◆ WHAT TO DO ◆
Take the material below and retype it in full; pictures are left out.

◆ Location annotation dataset excerpts ◆

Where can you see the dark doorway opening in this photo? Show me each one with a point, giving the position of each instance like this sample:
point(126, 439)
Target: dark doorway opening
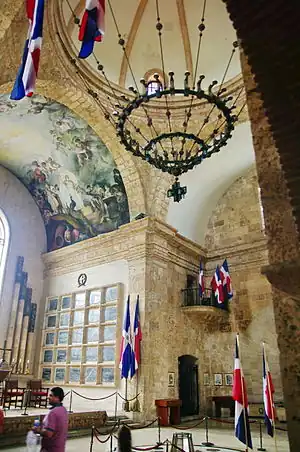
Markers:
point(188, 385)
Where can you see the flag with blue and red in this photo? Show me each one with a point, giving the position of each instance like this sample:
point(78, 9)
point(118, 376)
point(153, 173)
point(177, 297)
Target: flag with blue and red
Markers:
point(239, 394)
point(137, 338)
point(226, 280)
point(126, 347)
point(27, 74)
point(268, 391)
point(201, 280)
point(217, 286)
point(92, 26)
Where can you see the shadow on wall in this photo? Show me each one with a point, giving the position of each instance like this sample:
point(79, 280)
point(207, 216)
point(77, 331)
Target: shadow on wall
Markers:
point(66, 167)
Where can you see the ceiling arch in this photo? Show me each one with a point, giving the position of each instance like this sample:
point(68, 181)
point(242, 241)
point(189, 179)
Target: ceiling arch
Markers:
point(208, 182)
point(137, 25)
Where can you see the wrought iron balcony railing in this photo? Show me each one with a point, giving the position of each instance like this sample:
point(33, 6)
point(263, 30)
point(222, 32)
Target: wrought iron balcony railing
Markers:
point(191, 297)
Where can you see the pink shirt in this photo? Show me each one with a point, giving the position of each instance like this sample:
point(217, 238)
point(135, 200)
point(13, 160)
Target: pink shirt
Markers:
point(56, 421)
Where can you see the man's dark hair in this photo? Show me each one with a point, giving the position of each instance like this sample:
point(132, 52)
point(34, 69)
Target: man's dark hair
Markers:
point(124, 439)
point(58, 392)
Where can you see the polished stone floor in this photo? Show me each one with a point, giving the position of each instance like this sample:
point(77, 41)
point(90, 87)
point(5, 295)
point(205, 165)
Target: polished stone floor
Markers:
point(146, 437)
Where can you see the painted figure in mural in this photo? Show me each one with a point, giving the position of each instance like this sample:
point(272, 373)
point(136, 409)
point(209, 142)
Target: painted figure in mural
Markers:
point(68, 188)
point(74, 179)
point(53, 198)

◆ COMPLETE OUTPUT ◆
Where can you see the dark doorway opening in this photo? Show me each one with a point, giving the position of each instance like this sample:
point(126, 439)
Target: dark doorway opening
Markers:
point(188, 385)
Where can you see the flag with blue and red in this photo? Show me each one with a point, giving the position of each instance like this sample:
point(78, 9)
point(118, 376)
point(153, 173)
point(177, 297)
Target: flag with blue and red
Markers:
point(239, 394)
point(137, 338)
point(226, 280)
point(126, 347)
point(27, 74)
point(268, 391)
point(201, 280)
point(217, 286)
point(92, 26)
Where can you see the shadow on wall in this photo? Show me each one with a point, giving the position of each instance like this sample:
point(79, 280)
point(207, 216)
point(77, 331)
Target: shadow on wall
Markers:
point(66, 167)
Where can you see the ceiling arch in this photo? Show me each one with a point, giving the position of each instance like this sample:
point(68, 181)
point(242, 241)
point(189, 179)
Target: ceiling arch
Markers:
point(208, 182)
point(137, 25)
Where can you see the wrought iron balcony railing in this photo? Show me each one with a point, giving the position of each instance like this sample:
point(33, 6)
point(263, 30)
point(222, 32)
Target: wrought iron balcony railing
Markers:
point(191, 297)
Where can you see the pink shirt in this photo? Show me each one with a point, giving the position of each instance like this sample:
point(217, 238)
point(135, 200)
point(13, 160)
Target: pink shirt
Markers:
point(56, 421)
Where can you see the man's dark hair in this photo? Show me each one with a point, giving the position of each instance like this sample:
point(132, 52)
point(34, 69)
Target: man's dark hair
Markers:
point(124, 439)
point(58, 392)
Where can you see the polished stone floor in this photo? Show me each one with a point, giving the position of each instance like this sample:
point(77, 41)
point(90, 87)
point(5, 295)
point(205, 165)
Target: polished stone floor
Markers:
point(146, 437)
Where can you see the painted figure in mural in this photo? Show me each one with a point, giving the position of each instance like this sample:
point(272, 373)
point(136, 409)
point(209, 142)
Target: painted figure in mural
Markers:
point(68, 188)
point(74, 179)
point(53, 198)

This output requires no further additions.